Your assignment –
When a record contains an image, skip the image and retype the rest of that record exactly.
**********
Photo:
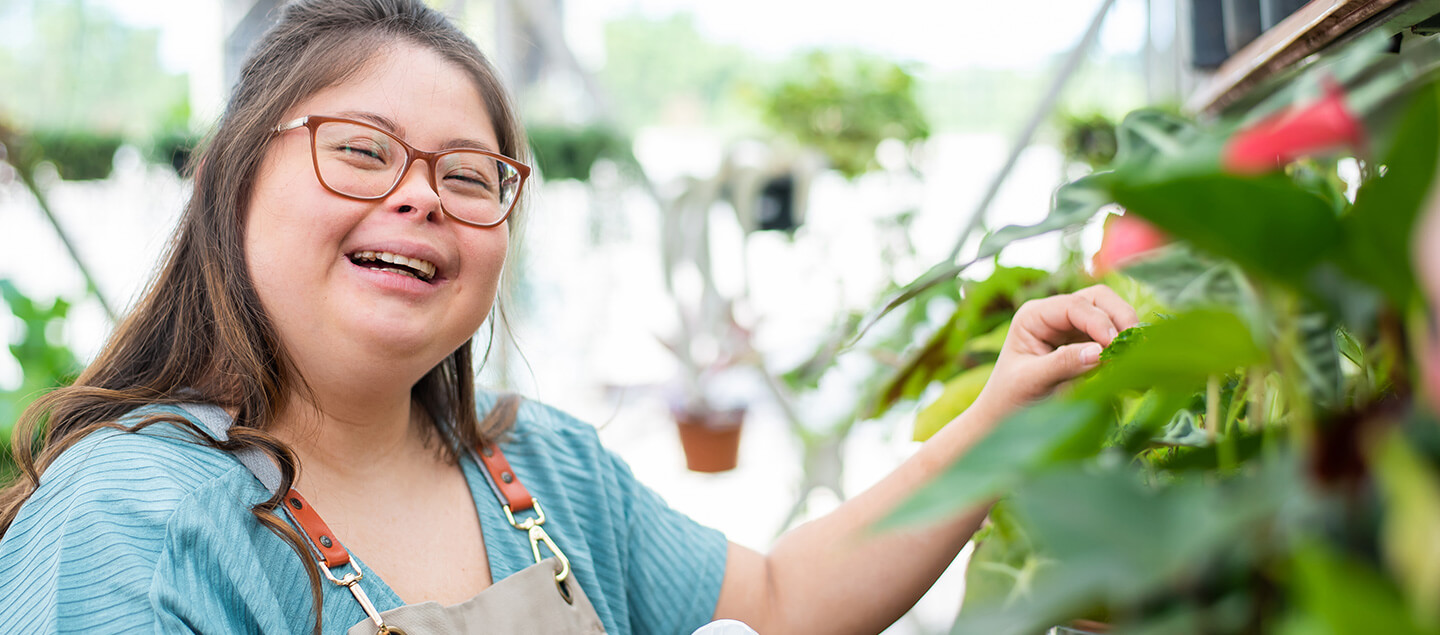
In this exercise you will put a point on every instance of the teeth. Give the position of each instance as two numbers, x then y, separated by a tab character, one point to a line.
425	268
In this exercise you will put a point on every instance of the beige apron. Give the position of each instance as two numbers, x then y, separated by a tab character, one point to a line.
543	598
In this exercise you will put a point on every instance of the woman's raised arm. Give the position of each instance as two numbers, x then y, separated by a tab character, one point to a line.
833	575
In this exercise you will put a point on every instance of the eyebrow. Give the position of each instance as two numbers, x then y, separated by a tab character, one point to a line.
395	128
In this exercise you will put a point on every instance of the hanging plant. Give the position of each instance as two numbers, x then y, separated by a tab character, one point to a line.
77	154
846	105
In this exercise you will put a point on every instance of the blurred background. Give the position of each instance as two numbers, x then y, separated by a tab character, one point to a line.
723	187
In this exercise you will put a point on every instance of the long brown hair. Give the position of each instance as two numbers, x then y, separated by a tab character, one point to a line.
199	333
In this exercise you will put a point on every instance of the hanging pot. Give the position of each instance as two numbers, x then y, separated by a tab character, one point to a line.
710	438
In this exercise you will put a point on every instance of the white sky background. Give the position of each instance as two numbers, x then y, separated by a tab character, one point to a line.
946	35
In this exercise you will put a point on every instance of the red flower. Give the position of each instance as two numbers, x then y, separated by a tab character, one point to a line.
1126	238
1295	133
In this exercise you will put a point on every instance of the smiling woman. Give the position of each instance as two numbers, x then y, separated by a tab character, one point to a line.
310	331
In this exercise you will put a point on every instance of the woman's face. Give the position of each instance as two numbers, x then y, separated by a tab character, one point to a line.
340	314
1427	267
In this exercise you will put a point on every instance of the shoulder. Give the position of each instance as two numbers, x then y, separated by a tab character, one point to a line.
110	504
543	425
153	461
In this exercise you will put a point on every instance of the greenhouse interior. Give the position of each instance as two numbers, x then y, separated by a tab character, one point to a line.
1057	317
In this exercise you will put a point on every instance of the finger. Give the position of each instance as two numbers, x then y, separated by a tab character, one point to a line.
1064	317
1121	311
1069	362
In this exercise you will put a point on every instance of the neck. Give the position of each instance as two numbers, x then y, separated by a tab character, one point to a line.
353	435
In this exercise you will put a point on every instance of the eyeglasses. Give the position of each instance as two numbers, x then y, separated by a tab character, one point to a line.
360	161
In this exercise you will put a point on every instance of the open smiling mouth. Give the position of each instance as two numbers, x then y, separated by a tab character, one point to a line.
396	264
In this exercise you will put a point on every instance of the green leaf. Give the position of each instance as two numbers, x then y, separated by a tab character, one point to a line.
1110	540
1004	563
1148	133
1023	444
1177	354
1350	596
1377	231
1076	203
1411	523
1266	225
958	396
1182	278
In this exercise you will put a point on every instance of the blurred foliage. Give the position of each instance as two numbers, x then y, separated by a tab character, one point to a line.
77	154
45	362
1252	457
664	72
75	66
568	151
844	104
1087	140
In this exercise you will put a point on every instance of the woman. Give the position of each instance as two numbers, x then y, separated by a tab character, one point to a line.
311	329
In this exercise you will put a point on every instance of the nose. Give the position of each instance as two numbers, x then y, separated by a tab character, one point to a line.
416	192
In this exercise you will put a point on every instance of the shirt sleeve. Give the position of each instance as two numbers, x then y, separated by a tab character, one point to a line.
147	532
676	565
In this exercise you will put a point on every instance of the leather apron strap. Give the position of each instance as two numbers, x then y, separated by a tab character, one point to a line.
542	598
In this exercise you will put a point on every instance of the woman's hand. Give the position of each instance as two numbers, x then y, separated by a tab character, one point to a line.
1050	341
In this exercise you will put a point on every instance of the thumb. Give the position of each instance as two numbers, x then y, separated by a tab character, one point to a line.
1070	360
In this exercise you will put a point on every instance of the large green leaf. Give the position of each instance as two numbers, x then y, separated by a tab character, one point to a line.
1023	444
1149	133
984	307
1377	231
1411	523
958	396
1178	354
1076	203
1110	540
1266	225
1182	278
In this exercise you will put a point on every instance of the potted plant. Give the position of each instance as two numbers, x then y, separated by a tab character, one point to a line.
1254	457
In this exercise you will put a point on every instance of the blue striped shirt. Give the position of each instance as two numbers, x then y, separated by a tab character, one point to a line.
153	532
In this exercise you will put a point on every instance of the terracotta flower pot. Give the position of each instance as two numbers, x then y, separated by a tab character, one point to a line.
1316	127
1126	239
710	438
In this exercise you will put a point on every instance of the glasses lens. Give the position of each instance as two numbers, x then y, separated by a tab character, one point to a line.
357	160
475	186
363	161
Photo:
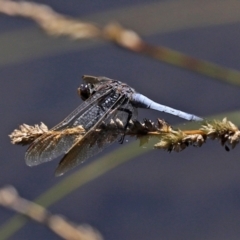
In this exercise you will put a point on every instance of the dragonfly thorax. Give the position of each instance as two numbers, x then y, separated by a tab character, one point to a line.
85	91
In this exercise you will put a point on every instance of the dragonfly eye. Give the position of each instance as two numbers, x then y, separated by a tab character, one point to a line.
84	91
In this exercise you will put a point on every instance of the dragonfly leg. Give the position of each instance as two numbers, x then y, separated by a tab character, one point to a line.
121	140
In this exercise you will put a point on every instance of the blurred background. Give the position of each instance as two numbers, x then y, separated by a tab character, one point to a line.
194	194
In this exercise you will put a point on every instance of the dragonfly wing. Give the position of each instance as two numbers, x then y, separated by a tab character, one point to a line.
59	139
92	142
51	145
89	146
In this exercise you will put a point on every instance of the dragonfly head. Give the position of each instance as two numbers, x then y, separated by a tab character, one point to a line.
85	91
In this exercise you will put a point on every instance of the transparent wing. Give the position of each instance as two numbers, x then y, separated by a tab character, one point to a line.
94	142
59	140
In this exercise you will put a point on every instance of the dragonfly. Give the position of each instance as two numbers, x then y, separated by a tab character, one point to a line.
104	100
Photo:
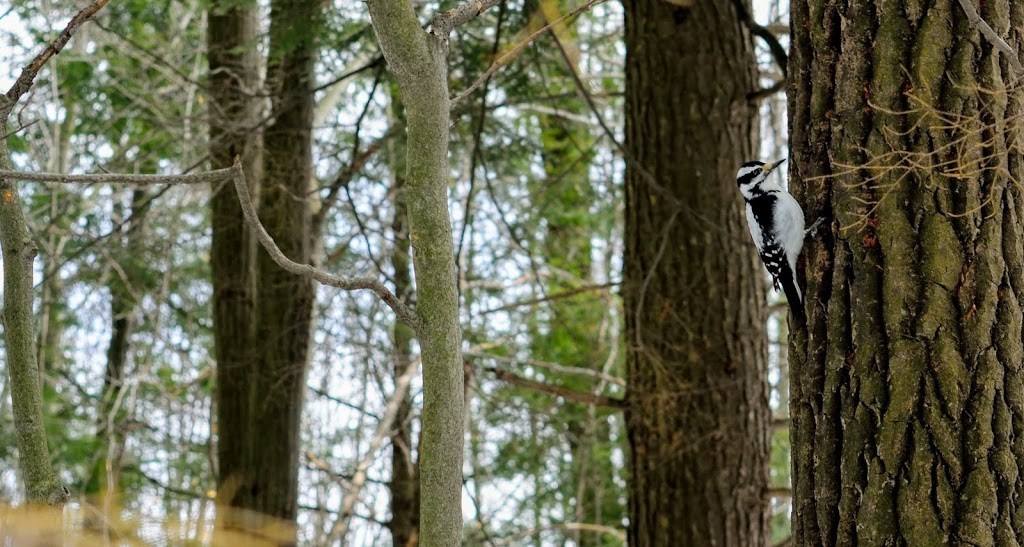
**********
Response area –
Photo:
In this exercise you will put a point on every instance of the teeth. Give the position of each instance as two numbers, x then y, separated by a tab character, one point to a line.
425	268
In this exercise you will put a point on every instance of the beige apron. Give the position of each instance as two numbers, x then y, separated by a tab character, one point to a line.
543	598
In this exercise you will put a point on every instance of the woman's raised arm. Give the position of each instance as two numbers, x then y, separated by a tab character, one point to a line.
833	575
In this exercise you will put a point on every instance of the eyebrow. Give the position of each instance as two numbers, x then y, separated by a tab character, one point to a line.
395	128
In this exercise you will put a point on every instance of the hanging plant. Give the position of each instance as two numbers, x then y, separated by a tab character, one point to a line.
77	154
846	105
In this exercise you will put a point on every instance of the blurred background. Give the position of each instance as two numbers, x then y, separated by a tab character, one point to a line.
723	187
In this exercise you will put a point on every instance of the long brown hair. Give the position of each instance as two numbers, x then y, separated by a tab character, one point to a line.
199	333
In this exercise you will put a point on every instance of the hanging pot. Give the position of each instance as two numbers, x then y, separated by a tab character, one point to a line.
710	438
In this exercise you will put a point on every instance of the white sky background. Give the position of each instance as two numbers, x then y, separated by a tab character, one point to a line.
946	35
In this exercise you will put a point on every instance of the red flower. Give the position of each instance as two numbers, x then y, separated by a tab character, one point to a line.
1126	238
1295	133
In this exercise you will put a point on every instance of the smiling woman. Give the position of each instance as two numbers, x then y, separated by a tab character, one point to a line.
310	331
In this exercise you will put a point on every instance of the woman's face. Give the position of each instance as two numbers, x then y, separated by a tab character, one point to a line.
340	314
1427	267
In this exercise you will put a point on every instance of the shoulder. Give the position of each instance as two numbers, x then y, separated by a tab character, one point to a line.
110	504
543	425
153	461
In this exercise you will put a point on every instance of the greenhouse interior. Give the position of each instance as two numbers, x then y, separated by a tab character, one point to a line.
1057	317
In this exercise you will put a point on every instance of the finger. Give the position of each instance as two numbers, x then y, separated by a tab character, one point to a line.
1064	317
1121	311
1069	362
In this exercise you will put a point on every instance of the neck. Give the position of each instance as two numbers, x then y, separated by a tab character, one point to a line.
353	435
In this exercise you will put a point on every instance of the eyeglasses. Give the position of each instance as two numbers, x then y, separated by a tab character, one point to a line.
360	161
In this exercise you will put a point on every instance of the open smiling mouth. Give the position of each instance as two numbers, x then y, separated by a tab character, one point to a line.
396	264
In this exercise you will put a point on every instance of the green leaf. Give the position of each instance as two numbers, x then y, separated by a tab character, one point to a line.
1110	540
1004	563
1148	133
1023	444
1177	354
1350	596
1377	231
1076	203
1411	523
1266	225
958	396
1182	278
In this exercise you will put a point on every instance of the blurred foliage. Give the position of each instance as two numbers, x then y, separated by a tab character, one point to a line.
77	154
45	362
1252	457
664	72
75	66
568	151
844	104
1087	140
In this exercise you will put a point on every instance of the woman. Give the position of each instance as two numbers, x then y, separated by a tab character, one point to a line.
311	329
In this exercise you will put a point on every instance of the nose. Give the position of each instance as two numbers, x then y, separated by a tab character, one point to a line.
416	192
In this exercise you will put a point on every instance of the shirt sleeve. Give the position of each instance as two numbers, x then y, separated by a tab character, one point to a line.
147	532
676	565
In this exercise you will put a point on every instance of the leather apron strap. Give the position of each instance as two numbers, x then y, separated by a tab character, one point to a line.
542	598
In this exercise you will put a point on every instance of the woman's hand. Give the position of each instance as two numbers, x then y, separated by a tab character, one point to a line.
1050	341
In this exercise you will put a point on every instance of the thumb. Give the position of each instance as two numbers, x then y, separated by a tab character, one point to a line.
1070	360
In this exercise you will put a point on every instance of the large green leaf. Give the position of each instance as two numbers, x then y, separated by a tab character, one point to a line.
1023	444
1149	133
984	307
1377	231
1411	523
958	396
1178	354
1076	203
1110	540
1266	225
1182	278
In this exercise you will put a point on every instance of the potted plant. Give the position of each instance as two numbers, x then y, separated by a tab character, one point to a line.
1254	457
In this exercise you will put a point on every instance of the blue striped shirt. Give the position of each instance as two numbers, x then y, separated by a tab character, one point to a line.
153	532
In this exercise you will put a point on every instance of the terracotta flower pot. Give the position of each instance as two numbers, x then y, separated by a tab character, one point to a line.
1316	127
1126	239
710	438
In this exercise you will put a point on every instance of the glasses lens. Give the position of each instance as two numbers, x then y, separated by a tab character, one point to a line.
357	160
475	186
363	161
Photo:
In this exercise you will put a point on every instance of the dragonfly thorax. Give the position of each instance as two numbers, x then y, separated by a tab character, one point to a line.
85	91
In this exercise you will put a point on every instance of the dragonfly eye. Give the position of each instance as two numbers, x then y, separated by a tab character, one point to a line.
84	91
In this exercise you will put a point on every instance of the dragonfly leg. Give the position of each instance as two numbers, x then y, separated by a tab character, one point to a line.
121	140
In this exercise you will put a point on every instance of the blurred background. Give the position of each instance as two numbers, x then y, separated by a tab character, one point to a line.
194	194
In this exercise you will put a point on every instance of the dragonfly wing. Give the position of each instance as two numbers, x then y, separated by a tab character, one point to a line.
59	139
92	142
51	145
89	146
In this exercise you will put a point on every instance of the dragonfly head. Give the position of each instance as two numbers, x then y, separated by a tab character, one point to a line.
85	91
In this exercise you will put a point on every instance of the transparent wing. Give the position of each instance as two numbers, x then y, separated by a tab character, one point to a line.
94	142
59	140
In this exercise you will put a point on every instance of the dragonfly. Give the position of each instance as two numbers, x then y, separated by a tab character, one point to a line.
104	100
Photo:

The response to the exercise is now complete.